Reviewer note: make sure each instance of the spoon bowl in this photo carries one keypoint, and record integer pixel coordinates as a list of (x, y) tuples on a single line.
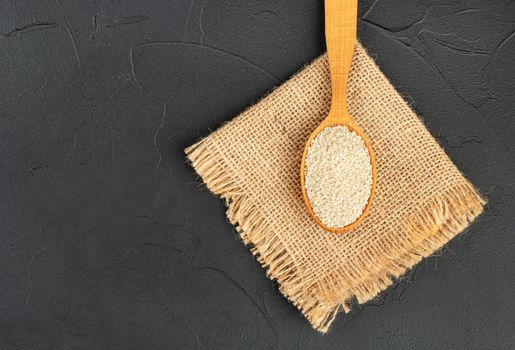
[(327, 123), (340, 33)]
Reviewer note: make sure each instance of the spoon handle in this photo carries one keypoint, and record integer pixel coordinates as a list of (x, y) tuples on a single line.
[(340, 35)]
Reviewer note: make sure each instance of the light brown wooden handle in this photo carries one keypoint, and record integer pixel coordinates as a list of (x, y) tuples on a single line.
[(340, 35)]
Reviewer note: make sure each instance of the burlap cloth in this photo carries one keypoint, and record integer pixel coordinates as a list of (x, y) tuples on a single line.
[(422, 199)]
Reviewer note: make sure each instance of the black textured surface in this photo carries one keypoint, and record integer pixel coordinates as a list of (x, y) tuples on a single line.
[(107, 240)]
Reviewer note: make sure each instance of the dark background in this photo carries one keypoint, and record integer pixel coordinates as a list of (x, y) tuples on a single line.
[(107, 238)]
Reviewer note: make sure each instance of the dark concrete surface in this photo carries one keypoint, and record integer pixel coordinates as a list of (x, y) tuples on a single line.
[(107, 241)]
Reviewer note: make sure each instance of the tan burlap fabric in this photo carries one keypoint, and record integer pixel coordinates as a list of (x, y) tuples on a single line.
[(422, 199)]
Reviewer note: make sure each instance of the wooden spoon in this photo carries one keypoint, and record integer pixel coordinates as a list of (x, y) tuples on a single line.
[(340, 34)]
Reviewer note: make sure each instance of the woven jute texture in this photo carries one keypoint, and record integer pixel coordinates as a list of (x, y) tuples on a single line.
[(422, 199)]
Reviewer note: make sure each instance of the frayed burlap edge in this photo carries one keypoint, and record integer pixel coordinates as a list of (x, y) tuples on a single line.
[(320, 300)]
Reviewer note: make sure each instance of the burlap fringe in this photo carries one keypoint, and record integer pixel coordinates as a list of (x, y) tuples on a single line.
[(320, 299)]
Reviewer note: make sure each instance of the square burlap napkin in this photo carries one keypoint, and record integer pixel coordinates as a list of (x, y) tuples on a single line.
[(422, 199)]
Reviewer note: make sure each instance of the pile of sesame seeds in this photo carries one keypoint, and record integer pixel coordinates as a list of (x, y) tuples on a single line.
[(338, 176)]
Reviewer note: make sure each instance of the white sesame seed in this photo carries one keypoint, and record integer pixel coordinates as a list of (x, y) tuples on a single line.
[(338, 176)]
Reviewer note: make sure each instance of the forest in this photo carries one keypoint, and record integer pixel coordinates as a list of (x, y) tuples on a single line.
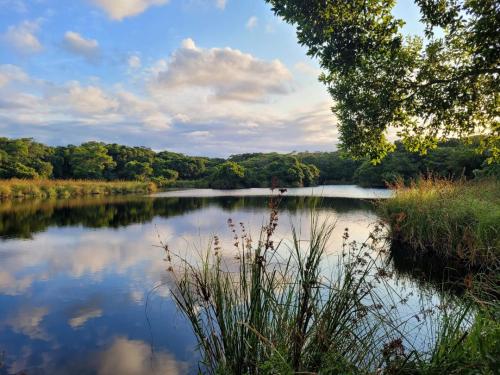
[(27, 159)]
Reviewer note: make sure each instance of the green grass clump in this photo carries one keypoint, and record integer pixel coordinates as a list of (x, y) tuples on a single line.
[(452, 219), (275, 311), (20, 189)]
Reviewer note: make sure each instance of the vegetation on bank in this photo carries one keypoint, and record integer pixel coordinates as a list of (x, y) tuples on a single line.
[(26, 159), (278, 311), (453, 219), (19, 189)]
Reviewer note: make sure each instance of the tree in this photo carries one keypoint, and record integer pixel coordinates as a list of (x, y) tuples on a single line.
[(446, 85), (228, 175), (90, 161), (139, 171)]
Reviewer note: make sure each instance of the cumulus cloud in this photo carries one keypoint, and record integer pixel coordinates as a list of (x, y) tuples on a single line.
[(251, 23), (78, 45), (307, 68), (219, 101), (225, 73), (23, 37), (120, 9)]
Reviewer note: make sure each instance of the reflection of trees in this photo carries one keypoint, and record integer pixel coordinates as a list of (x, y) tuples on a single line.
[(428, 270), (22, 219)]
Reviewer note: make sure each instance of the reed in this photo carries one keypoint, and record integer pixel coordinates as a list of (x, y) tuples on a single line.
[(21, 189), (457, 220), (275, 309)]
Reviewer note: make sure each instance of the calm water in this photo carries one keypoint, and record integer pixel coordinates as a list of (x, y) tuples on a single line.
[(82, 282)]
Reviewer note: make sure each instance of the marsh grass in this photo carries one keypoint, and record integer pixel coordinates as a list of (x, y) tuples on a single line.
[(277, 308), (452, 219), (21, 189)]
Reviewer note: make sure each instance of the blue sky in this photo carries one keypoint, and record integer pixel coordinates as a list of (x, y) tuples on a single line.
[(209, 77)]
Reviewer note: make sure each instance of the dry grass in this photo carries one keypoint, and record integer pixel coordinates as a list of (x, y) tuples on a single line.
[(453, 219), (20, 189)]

=======

• [Aim of the task]
Exact copies of the lines from the one containing "Reviewer note: make sure each instance of the dry" through the final line of the records are all the answer should hold.

• [Output of the exercise]
Reviewer note: make sure each instance of the dry grass in this photo carries one keypoint, and record integer pixel coordinates as a list of (x, y) tuples on a single line.
[(453, 219), (20, 189)]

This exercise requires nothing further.